**Required task**
From the listing below, pull out every line that contains the string "comma".

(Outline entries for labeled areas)
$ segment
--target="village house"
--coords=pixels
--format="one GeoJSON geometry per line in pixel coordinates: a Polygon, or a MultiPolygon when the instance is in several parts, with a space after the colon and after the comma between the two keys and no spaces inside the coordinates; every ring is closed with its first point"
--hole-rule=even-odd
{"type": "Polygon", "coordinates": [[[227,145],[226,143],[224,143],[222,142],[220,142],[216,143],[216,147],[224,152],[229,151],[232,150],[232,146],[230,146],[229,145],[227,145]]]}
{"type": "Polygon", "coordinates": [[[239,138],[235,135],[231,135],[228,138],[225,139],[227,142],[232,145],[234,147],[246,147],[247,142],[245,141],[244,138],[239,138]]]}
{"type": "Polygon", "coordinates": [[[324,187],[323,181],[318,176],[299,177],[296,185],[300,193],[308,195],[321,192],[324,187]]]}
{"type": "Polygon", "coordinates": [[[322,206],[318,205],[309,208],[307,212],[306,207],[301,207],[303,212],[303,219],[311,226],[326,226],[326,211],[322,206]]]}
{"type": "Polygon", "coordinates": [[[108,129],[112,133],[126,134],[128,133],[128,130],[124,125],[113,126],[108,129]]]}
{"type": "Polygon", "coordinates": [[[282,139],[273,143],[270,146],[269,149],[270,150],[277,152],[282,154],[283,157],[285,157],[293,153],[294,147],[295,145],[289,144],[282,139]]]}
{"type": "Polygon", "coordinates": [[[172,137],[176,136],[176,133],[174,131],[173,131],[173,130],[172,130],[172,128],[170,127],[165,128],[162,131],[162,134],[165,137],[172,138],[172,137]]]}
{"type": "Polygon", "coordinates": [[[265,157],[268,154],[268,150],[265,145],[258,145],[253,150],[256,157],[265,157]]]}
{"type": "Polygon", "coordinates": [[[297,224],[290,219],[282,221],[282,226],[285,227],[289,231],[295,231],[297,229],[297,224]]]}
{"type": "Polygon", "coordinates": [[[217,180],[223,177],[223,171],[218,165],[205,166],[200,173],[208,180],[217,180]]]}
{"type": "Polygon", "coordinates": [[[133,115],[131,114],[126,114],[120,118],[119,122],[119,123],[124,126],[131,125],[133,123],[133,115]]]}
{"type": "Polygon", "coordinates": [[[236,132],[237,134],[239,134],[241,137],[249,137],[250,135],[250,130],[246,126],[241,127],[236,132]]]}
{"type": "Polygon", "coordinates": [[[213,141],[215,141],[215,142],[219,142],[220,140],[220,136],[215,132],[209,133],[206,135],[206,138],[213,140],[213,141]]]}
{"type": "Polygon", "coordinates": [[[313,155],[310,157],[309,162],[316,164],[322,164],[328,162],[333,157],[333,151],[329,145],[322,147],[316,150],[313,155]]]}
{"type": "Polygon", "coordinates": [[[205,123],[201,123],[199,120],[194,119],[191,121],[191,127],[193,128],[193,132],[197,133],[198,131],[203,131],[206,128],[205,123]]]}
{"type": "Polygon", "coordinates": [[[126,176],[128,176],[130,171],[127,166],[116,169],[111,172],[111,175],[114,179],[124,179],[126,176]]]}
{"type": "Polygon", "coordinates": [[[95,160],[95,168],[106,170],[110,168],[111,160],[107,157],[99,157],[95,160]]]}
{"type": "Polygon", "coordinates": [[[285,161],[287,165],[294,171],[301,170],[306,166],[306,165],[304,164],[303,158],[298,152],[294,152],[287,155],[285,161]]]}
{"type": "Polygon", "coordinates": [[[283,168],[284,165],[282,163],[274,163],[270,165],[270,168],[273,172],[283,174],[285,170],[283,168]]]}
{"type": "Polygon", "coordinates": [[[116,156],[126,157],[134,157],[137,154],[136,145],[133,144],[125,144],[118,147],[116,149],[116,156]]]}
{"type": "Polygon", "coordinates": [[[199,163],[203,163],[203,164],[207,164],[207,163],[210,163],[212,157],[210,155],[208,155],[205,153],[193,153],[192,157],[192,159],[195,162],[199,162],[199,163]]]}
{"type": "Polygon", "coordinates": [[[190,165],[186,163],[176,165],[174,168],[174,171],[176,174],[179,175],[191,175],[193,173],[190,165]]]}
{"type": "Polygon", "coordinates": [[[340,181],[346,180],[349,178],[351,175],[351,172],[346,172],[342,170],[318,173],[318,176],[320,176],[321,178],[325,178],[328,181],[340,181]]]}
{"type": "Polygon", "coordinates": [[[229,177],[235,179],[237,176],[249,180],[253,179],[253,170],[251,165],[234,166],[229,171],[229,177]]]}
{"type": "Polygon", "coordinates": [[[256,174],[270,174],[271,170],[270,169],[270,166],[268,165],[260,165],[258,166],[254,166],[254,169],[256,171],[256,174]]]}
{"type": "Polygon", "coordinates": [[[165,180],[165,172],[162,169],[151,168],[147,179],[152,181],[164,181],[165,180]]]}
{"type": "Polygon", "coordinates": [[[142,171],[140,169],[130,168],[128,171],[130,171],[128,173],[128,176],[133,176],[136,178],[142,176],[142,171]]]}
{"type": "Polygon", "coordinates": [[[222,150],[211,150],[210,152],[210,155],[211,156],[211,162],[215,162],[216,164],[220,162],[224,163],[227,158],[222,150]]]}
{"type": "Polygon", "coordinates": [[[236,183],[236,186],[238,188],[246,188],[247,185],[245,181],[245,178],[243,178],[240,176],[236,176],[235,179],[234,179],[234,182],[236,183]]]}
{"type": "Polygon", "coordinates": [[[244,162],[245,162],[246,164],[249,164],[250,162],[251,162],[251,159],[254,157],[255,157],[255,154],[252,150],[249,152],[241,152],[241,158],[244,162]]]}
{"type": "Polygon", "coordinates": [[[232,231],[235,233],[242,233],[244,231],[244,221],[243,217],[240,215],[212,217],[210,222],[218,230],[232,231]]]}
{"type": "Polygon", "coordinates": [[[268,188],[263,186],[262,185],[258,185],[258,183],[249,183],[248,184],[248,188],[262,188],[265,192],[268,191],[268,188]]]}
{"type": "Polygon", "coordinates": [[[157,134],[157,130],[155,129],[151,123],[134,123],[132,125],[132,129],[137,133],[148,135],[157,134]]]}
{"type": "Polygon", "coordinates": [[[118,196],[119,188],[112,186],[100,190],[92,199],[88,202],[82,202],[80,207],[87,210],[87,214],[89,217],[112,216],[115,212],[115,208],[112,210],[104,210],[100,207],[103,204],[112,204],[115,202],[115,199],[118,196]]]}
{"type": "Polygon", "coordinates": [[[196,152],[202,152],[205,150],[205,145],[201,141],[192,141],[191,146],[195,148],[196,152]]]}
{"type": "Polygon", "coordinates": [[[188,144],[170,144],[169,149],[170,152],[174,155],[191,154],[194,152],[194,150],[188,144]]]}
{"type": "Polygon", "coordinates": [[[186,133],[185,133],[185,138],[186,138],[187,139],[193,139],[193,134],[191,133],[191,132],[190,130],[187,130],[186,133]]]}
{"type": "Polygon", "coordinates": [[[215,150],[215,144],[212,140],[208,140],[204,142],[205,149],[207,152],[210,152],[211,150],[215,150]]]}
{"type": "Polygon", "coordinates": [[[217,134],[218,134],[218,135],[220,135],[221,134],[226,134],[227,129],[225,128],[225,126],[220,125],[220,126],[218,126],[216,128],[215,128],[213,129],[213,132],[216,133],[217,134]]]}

**Answer for this exercise**
--format="one GeoJSON geometry per line in pixel coordinates: a Polygon, or a MultiPolygon when the instance is in several parts, with a space after the colon and after the comma between the two keys and no spaces inside the coordinates; every ring is closed with its first point"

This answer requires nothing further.